▶ **Lesetext**:
========================================

WHO: Variante "besorgniserregend"

Die Weltgesundheitsorganisation (WHO) stufte die neue Coronavirus-Variante B.1.1.529 am Freitag als "besorgniserregend" ein. Experten befürchten, dass die vielen Mutationen der Variante dazu führen, dass sich der Erreger schneller ausbreitet oder die Impfstoffe ihre Schutzwirkung verlieren. Wegen der Variante stuft die Bundesregierung Südafrika, Namibia, Simbabwe, Botsuana, Mosambik, Eswatini, Malawi und Lesotho ab Sonntag als Virusvariantengebiete ein, wie das Robert Koch-Institut (RKI) mitteilte. Fluggesellschaften dürfen damit im Wesentlichen nur noch deutsche Staatsbürger oder in Deutschland lebende Personen von dort nach Deutschland befördern. Es handelt sich aber nicht um ein Flugverbot. Für Einreisende gilt eine zweiwöchige Quarantänepflicht - auch für Geimpfte und Genesene.

========================================

▶ **Ziel der Aufgabe**:
Wiederhole bitte wortgetreu den Teil des Textes über die neue Coronavirus-Variante zwischen „Die Weltgesundheitsorganisation (WHO)“ und „Geimpfte und Genesene.“, beide eingeschlossen. Die Daten werden hier nicht gebraucht.

(Gesammelte Daten)
========================================

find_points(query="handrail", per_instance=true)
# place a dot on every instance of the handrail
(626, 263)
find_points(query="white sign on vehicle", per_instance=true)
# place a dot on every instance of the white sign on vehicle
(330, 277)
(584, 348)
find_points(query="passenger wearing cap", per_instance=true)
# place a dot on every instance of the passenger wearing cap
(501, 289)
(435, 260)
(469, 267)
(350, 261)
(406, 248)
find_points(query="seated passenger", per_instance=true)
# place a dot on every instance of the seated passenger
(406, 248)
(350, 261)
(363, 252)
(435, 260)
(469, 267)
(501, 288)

========================================

▶ **Gelöste Aufgabe**:
Die Weltgesundheitsorganisation (WHO) stufte die neue Coronavirus-Variante B.1.1.529 am Freitag als "besorgniserregend" ein. Experten befürchten, dass die vielen Mutationen der Variante dazu führen, dass sich der Erreger schneller ausbreitet oder die Impfstoffe ihre Schutzwirkung verlieren. Wegen der Variante stuft die Bundesregierung Südafrika, Namibia, Simbabwe, Botsuana, Mosambik, Eswatini, Malawi und Lesotho ab Sonntag als Virusvariantengebiete ein, wie das Robert Koch-Institut (RKI) mitteilte. Fluggesellschaften dürfen damit im Wesentlichen nur noch deutsche Staatsbürger oder in Deutschland lebende Personen von dort nach Deutschland befördern. Es handelt sich aber nicht um ein Flugverbot. Für Einreisende gilt eine zweiwöchige Quarantänepflicht - auch für Geimpfte und Genesene.